⟨
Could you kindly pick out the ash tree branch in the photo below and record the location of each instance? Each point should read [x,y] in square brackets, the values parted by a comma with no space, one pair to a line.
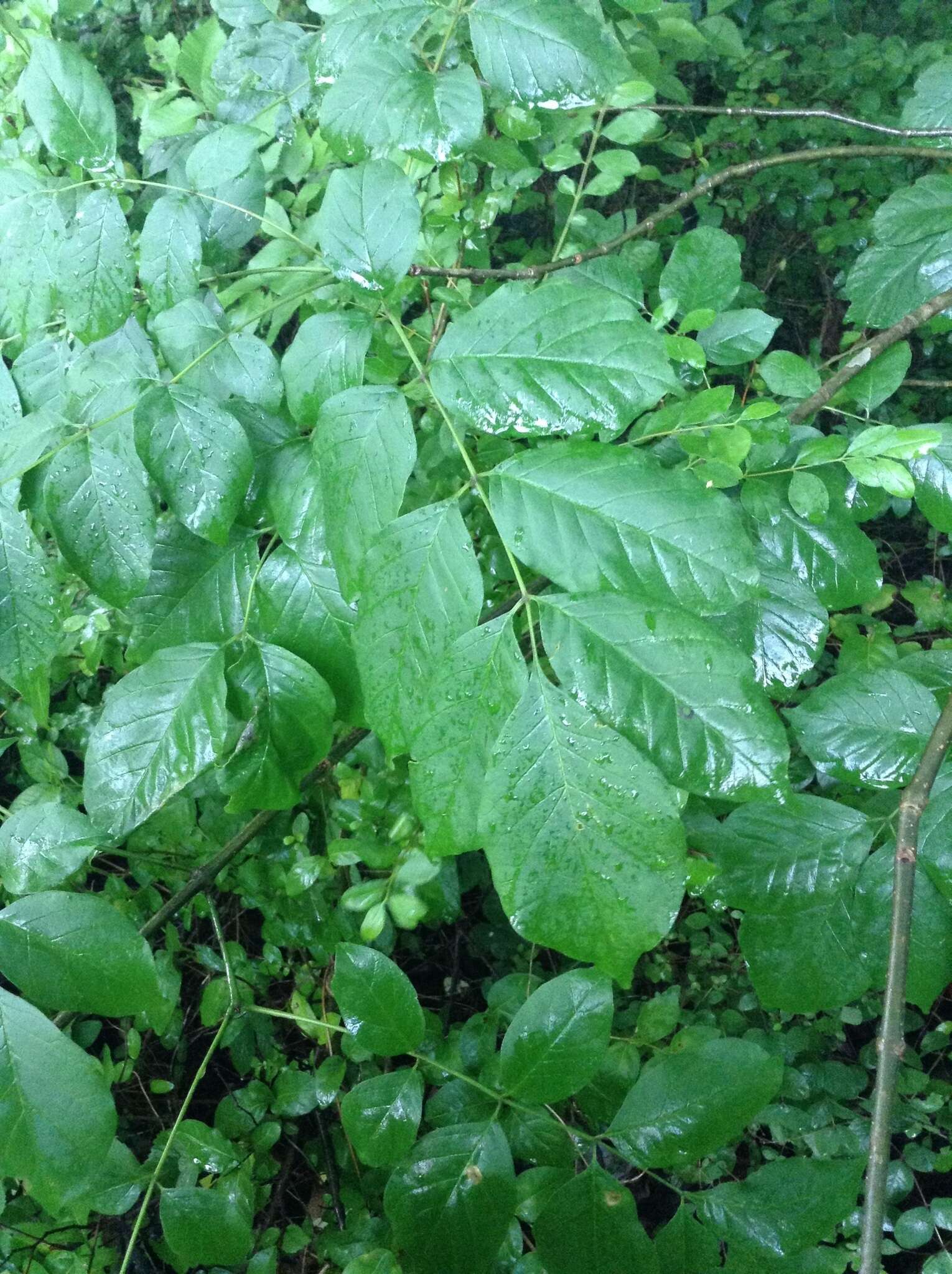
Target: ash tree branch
[869,351]
[891,1033]
[762,113]
[734,172]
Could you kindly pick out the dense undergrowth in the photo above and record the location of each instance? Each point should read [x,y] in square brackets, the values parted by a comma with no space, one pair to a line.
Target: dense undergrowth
[453,709]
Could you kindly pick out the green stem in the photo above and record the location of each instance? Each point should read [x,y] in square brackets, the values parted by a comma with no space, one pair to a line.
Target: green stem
[580,184]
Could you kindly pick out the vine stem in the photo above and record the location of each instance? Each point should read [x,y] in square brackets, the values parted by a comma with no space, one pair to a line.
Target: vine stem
[789,113]
[890,1044]
[870,351]
[734,172]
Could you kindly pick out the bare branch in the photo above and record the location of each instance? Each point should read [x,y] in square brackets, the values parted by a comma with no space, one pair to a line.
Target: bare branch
[734,172]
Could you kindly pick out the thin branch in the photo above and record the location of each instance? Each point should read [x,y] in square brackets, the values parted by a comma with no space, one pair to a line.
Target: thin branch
[763,113]
[734,172]
[870,351]
[891,1033]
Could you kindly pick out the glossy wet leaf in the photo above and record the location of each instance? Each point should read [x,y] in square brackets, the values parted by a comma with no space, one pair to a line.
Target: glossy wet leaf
[478,683]
[288,714]
[69,105]
[592,1224]
[561,358]
[325,357]
[672,686]
[452,1201]
[785,1206]
[558,1039]
[29,611]
[686,1105]
[866,728]
[77,952]
[160,728]
[368,225]
[42,845]
[197,592]
[592,518]
[546,52]
[388,100]
[366,450]
[170,253]
[702,272]
[381,1117]
[207,1227]
[376,1002]
[97,268]
[425,592]
[41,1138]
[833,557]
[300,607]
[582,834]
[198,455]
[102,518]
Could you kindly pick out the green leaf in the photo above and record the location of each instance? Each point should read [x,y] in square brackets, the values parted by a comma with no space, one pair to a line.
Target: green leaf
⟩
### Given request
Return the data above line for line, without changing any wording, and leave out the picture.

### Result below
Could you kindly pick out the ash tree branch in the photo below and record the location of each instance? Each point should read [x,y] in square brackets, the values parted by a comma with no space, one pair to a line.
Target: ash tree branch
[869,351]
[891,1033]
[762,113]
[734,172]
Could you kindly pick out the dense undergrowth in the photo above and record the location of each instance? Each point should read [x,y] in square brackets, the values parted by a comma with no space, one pair to a line.
Target: dense undergrowth
[453,709]
Could you kindly pick out the green stem in the photo above and record the location of each instance? Each point should read [x,y] in square brackets, the values parted by a comma with no space, one pair to a line.
Target: green stem
[580,184]
Could you kindly pick out the vine stem in the photo above and record the location of each instance? Each point should read [x,y] in square brackets, the values parted by a comma with no space, one pair to a line.
Target: vine stem
[789,113]
[890,1044]
[870,351]
[734,172]
Could you kindly pick out the bare branch in the photo above and record the location of each instance? Each point should read [x,y] in square brackets, the values parted by a comma with no space, one pair to a line.
Target: bare branch
[734,172]
Could you kindly pick out the thin branch in the photo above and record the location of each instance? Each point should read [x,y] in square brackets, the values parted by a comma with no space, one pair to a line.
Target: thin branch
[763,113]
[734,172]
[870,351]
[891,1033]
Could you kindly pick out the glossy wet leaf in the photo above and record the location of each instance? Each point should read [x,y] in square brackets, the values parted by a comma with no space, one pair to a line.
Target: glossy wet leaf
[478,683]
[288,714]
[69,105]
[592,1224]
[561,358]
[325,357]
[672,686]
[452,1201]
[785,1206]
[558,1039]
[29,611]
[686,1105]
[866,728]
[77,952]
[160,728]
[368,225]
[42,845]
[197,592]
[592,518]
[546,52]
[388,100]
[366,450]
[170,253]
[702,272]
[381,1117]
[207,1227]
[376,1002]
[97,268]
[425,592]
[41,1138]
[833,557]
[300,607]
[582,834]
[198,455]
[102,518]
Could you kindly pick out the green leaf in the photo above and record the location of each instance? Each point should read [x,y] in square brackets, the values parted by a comma with no space, one pair to a line.
Target: green leaf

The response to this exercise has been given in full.